High turnover is not unusual within the Committee on Science, Space, and Technology of the House of Representatives, which ranks low on the totem pole of powerful committees. Even so, Representative Lamar Smith (R-TX), the new chair of the full 40-member committee, has made some surprising decisions in selecting the chairpersons of the panel's six subcommittees.
Chairs are one way that party leaders reward members for loyal service, or simply for longevity. But there appear to be other factors that carry more weight this time around. Take the new head of the technology and innovation subcommittee: Representative Thomas Massie  (R-KY).
For starters, Massie is a freshman, and rookies rarely get a chance to lead a subcommittee. More notable, however, is the fact that Massie has already snubbed the leaders of his party on two major votes—and apparently escaped the usual consequences of such rogue behavior.
On 3 January, Massie was one of a handful of Republicans who voted against reelecting Representative John Boehner (R-OH) as speaker in a failed insurrection. Instead, he chose Representative Justin Amash (R-MI), a sophomore legislator well-known for his scorn of party discipline. On New Year's Day, Massie parted ways with Boehner on the bitterly contested bill to blunt the fiscal cliff, although in that vote he was joined by a majority of his party colleagues.
In a press release on his appointment, Massie says his engineering background and track record as a high-tech entrepreneur "makes him uniquely suited to serve as the chairman" of the panel. He wasn't available for additional comment.
Smith's choice for the research subcommittee is also raising eyebrows. The chair in the previous Congress, Representative Mo Brooks (R-AL), had explored the role of the federal government in supporting academic research in several hearings and had requested a study on whether government regulations have become an impediment to research productivity. Although just a freshman, Brooks was widely seen by science lobbyists as an emerging player in the ongoing debate over the direction of U.S. research policy.
But Brooks, whose district includes NASA's Marshall Space Flight Center, has been stripped of his post and replaced by second-term Representative Larry Bucshon (R-IN). Bucshon is a cardiothoracic surgeon from rural southern Indiana and a political neophyte who was elected on a promise to repeal Obamacare. He's also voted for the drastic cuts in domestic spending contained in the House budgets drawn up by Representative Paul Ryan (R-WI).
Bucshon declined a request for an interview with ScienceInsider. But his press statement on his appointment notes "my background in science and medicine" and says it has taught him "the importance of research in improving the life of all Americans and the role it plays in economic development."

**Entries shown**
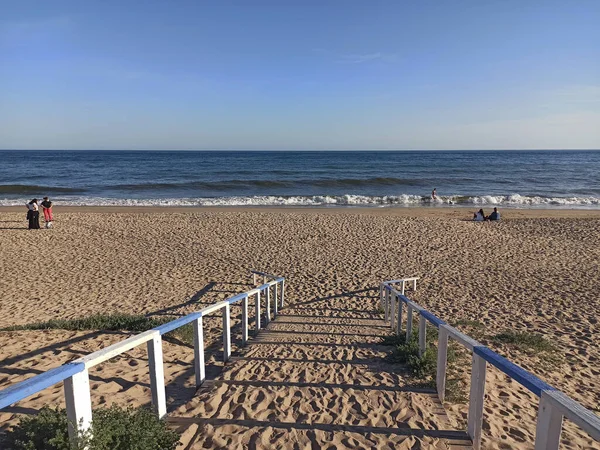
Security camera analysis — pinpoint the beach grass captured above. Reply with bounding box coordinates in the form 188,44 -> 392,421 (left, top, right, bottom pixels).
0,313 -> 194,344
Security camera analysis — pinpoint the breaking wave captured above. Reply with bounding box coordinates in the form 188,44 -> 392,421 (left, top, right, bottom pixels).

--

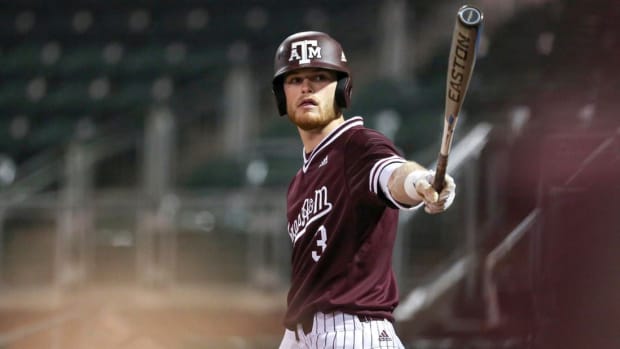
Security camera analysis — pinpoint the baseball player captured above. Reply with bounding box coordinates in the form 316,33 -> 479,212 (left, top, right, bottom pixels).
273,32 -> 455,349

**What to do**
(A) In the article on the House science committee's new subcommittee chairs, who replaced Mo Brooks as head of the research subcommittee?
(B) Go on with the article on the House science committee's new subcommittee chairs from the point where it stops.

**Answer list**
(A) Second-term Representative Larry Bucshon (R-IN).

(B)
Brooks was named co-pilot of the panel's space subcommittee, which will continue to be led by Representative Steven Palazzo (R-MI). And he issued a statement saying that he is "thrilled to be appointed Vice-Chairman on a committee that is so important to America and the Marshall Space Flight Center."
A press release from Smith was silent on Massie's qualifications and said only that he "look[s] forward to joining Rep. Massie to advance policies that spur innovation, job creation and economic growth." Smith's statement about Bucshon's selection was slightly more personal, explaining that Bucshon was chosen "because of his extensive background in research as a physician." (A search of the National Institute of Health's PubMed Central database found no publications under his name.)
The third new subcommittee chair, overseeing energy, is Representative Cynthia Lummis (R), Wyoming's only member of the House. Elected in 2008 and a former member of the A-level appropriations committee, Lummis is a career politician—a lawyer and former state treasurer who also advised former Republican governor Jim Geringer on natural resource issues. Not surprisingly, given Wyoming's role as a leading coal producer, she's a strong advocate of the fossil fuel industry, and skeptical that humans are contributing to climate change.
Her new position is a "perfect fit" with her interest in energy policy, Lummis said in a statement. "In recent years we have seen a proliferation of opinions and Hollywood fiction masquerading as science," she added. "As Representative to the second largest energy producing state in the country, I am looking forward to the oversight responsibilities incumbent upon this subcommittee, and to the task of ensuring sound science is the basis for every discussion on domestic energy production."
Lost in the shuffle is Representative Randy Hultgren (R-IL). The second-term legislator has been a vocal advocate  for continued federal support of basic research. He's just formed a bipartisan congressional caucus on national laboratories that reflects his interest in the continued vitality of the Department of Energy's Fermilab in his district.
Hultgren has said he wants to play a bigger role on the science committee. He successfully appealed a decision last month by the Republican Steering Committee to boot him from the committee, which also required him to persuade Representative Scott Rigell (R-VA) to give up his seat to make room for Hultgren. But despite that interest—and despite outranking both Bucshon and Lummis in seniority on the committee—Hultgren was left without a leadership position when the assignments were handed out. His office had no comment.